* **Task brief**: Transcribe each of the records below exactly, excluding all pictures.

* **Input data**:
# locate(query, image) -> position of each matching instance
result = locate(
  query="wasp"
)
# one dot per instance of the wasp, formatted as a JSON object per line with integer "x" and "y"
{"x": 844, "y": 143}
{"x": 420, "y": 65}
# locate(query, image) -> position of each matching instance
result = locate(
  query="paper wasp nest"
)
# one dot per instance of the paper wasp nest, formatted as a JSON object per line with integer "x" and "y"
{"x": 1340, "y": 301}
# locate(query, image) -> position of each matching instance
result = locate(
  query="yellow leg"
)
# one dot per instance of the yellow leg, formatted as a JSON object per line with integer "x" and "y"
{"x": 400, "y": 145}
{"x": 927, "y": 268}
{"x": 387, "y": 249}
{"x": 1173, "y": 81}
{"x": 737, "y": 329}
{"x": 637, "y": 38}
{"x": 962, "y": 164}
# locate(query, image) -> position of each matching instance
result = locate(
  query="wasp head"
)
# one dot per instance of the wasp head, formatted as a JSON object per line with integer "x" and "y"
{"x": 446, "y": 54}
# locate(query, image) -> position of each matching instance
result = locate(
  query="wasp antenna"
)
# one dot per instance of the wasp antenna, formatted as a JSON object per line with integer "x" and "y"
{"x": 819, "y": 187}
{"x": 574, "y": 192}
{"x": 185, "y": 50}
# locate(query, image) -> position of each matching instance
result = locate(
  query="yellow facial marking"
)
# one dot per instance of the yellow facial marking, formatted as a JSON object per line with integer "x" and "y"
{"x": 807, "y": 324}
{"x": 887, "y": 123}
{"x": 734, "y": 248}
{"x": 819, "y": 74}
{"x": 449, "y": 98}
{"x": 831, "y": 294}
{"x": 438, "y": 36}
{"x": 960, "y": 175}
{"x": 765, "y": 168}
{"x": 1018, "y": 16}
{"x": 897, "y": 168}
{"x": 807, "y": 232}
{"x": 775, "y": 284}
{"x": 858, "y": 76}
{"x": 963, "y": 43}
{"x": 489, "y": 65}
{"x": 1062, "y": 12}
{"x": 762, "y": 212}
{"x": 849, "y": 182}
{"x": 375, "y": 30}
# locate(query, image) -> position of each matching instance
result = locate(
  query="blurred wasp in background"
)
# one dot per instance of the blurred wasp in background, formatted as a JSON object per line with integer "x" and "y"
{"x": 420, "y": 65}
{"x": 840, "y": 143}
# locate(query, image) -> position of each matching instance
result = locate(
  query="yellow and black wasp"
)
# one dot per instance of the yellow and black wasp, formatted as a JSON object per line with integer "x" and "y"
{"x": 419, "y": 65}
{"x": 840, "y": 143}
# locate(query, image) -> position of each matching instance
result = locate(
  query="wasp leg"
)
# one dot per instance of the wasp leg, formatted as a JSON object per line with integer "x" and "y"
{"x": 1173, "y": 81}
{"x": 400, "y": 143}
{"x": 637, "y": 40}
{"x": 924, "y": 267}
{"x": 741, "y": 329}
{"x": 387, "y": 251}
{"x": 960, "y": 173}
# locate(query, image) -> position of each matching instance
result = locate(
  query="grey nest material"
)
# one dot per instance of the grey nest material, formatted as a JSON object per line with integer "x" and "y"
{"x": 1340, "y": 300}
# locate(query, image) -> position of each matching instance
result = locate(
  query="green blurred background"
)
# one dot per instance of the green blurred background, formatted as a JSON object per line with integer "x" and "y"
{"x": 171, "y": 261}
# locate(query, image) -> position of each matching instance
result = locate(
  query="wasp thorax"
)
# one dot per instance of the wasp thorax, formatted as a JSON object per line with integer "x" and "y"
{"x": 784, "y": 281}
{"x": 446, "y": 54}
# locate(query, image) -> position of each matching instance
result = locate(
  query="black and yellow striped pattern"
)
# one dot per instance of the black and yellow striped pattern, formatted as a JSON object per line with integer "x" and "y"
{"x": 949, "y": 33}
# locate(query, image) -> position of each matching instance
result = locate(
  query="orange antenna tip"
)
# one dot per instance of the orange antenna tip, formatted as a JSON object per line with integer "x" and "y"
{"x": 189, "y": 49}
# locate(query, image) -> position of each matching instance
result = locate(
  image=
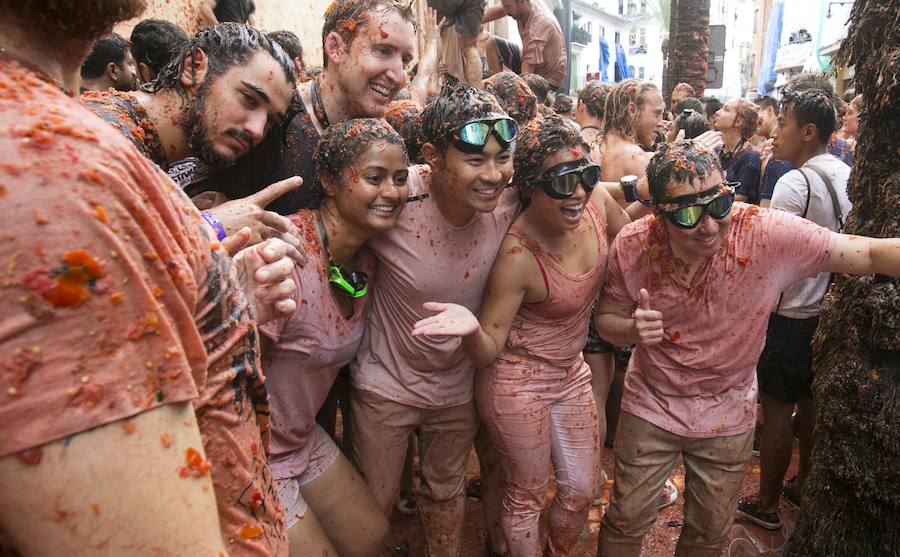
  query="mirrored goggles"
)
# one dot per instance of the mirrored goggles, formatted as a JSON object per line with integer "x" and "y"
{"x": 561, "y": 181}
{"x": 688, "y": 211}
{"x": 355, "y": 284}
{"x": 473, "y": 136}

* **Response below**:
# locate(query, image) -> position of each matching instance
result = locate(
  query="wasp"
)
# one dot per instance of the wasp, formatted as a JSON object per line with integer "x" and "y"
{"x": 844, "y": 143}
{"x": 420, "y": 65}
# locate(query, image) -> position of each matching instance
result = locate(
  query="paper wasp nest"
)
# one dot per instance of the paper wasp nest, formatted as a JSON object per line with integer "x" and "y"
{"x": 1340, "y": 301}
# locate(query, image) -> position of each matching instance
result = locate(
  query="yellow leg"
)
# one dot per instance of the yellow leg, formatted as a JSON object per line with integer "x" and "y"
{"x": 400, "y": 145}
{"x": 927, "y": 268}
{"x": 387, "y": 249}
{"x": 1173, "y": 81}
{"x": 737, "y": 329}
{"x": 637, "y": 38}
{"x": 962, "y": 164}
# locate(query, image) -> position of each matching instance
result = locate(
  query="wasp head"
)
# one dot per instance of the wasp head, formatted as a JSON object per line with integer "x" and "y"
{"x": 446, "y": 54}
# locate(query, image) -> position of each matching instance
result = locate(
  query="wasp antenna"
)
# one dot per instance of the wasp antenna, formatted as a JSON object per line with integer "x" and "y"
{"x": 819, "y": 187}
{"x": 574, "y": 192}
{"x": 185, "y": 50}
# locate(query, image) -> position of each matching instance
result = locate(
  query="yellow facial marking"
)
# one dot per instance of the yellow facial marking, formatted as a JSON object per line with integer "x" and "y"
{"x": 807, "y": 324}
{"x": 887, "y": 123}
{"x": 734, "y": 248}
{"x": 819, "y": 74}
{"x": 449, "y": 98}
{"x": 831, "y": 294}
{"x": 438, "y": 36}
{"x": 960, "y": 175}
{"x": 765, "y": 168}
{"x": 1018, "y": 16}
{"x": 897, "y": 168}
{"x": 807, "y": 232}
{"x": 775, "y": 284}
{"x": 858, "y": 76}
{"x": 963, "y": 43}
{"x": 489, "y": 65}
{"x": 1062, "y": 12}
{"x": 762, "y": 212}
{"x": 849, "y": 182}
{"x": 375, "y": 30}
# locate(query, image) -> position of each matching instance
result = locate(
  query="blurred wasp in background"
)
# one dot per instance of the blurred wasp in background, formatted as a JSON object per line with integer "x" and "y"
{"x": 420, "y": 65}
{"x": 840, "y": 143}
# locate(query, image) -> position of each matching instance
result = locate(
  query="yellow and black wasp"
)
# one dot per instance of the yellow and black wasp, formatted as a JSON object per line with integer "x" and "y"
{"x": 419, "y": 65}
{"x": 840, "y": 143}
# locate(query, image) -> position of each matching instance
result = locate(
  query="wasp leg"
)
# one dot per instance of the wasp leg, formatted as a JSON object per line with integer "x" and "y"
{"x": 1173, "y": 81}
{"x": 400, "y": 143}
{"x": 637, "y": 40}
{"x": 924, "y": 267}
{"x": 741, "y": 329}
{"x": 387, "y": 251}
{"x": 960, "y": 173}
# locate(query, image) -> position of each matching instance
result = locate(
  query="grey nest material"
)
# one dot per instance of the grey nest material, formatted as a JSON object per line with integer "x" and "y"
{"x": 1340, "y": 300}
# locate(query, image) -> position of each matching instance
result = locate(
  query="green blurred background"
)
# one dot per instance of the green blurred background, formatted as a JSON object per line with integer "x" and "y"
{"x": 171, "y": 261}
# locate(query, image) -> position of each matching instance
result = locate(
  query="wasp thorax"
)
# one dot per instance of the wasp thorax, formatted as a JSON object per line with integer "x" and "y"
{"x": 784, "y": 281}
{"x": 446, "y": 54}
# locate(query, image) -> position of each matching instance
result = locate(
  query="black and yellow striped pattern"
)
# one dot per instance of the black and yellow striped pattern, formatted as a JSON object per line with integer "x" and "y"
{"x": 949, "y": 33}
# locate(query, image) -> position of each matching instance
result = locate(
  query="orange antenna tip"
)
# one dot per instance of the orange antenna tip, formatted as a JSON object per line with integer "x" and "y"
{"x": 189, "y": 49}
# locate(query, image) -> position of each matching instance
result = locate(
  image=
  query="mirrored goggles"
)
# one dot per instance of the mirrored goggles, formatted as a JSON object per line with integer "x" and "y"
{"x": 561, "y": 181}
{"x": 688, "y": 211}
{"x": 355, "y": 284}
{"x": 473, "y": 136}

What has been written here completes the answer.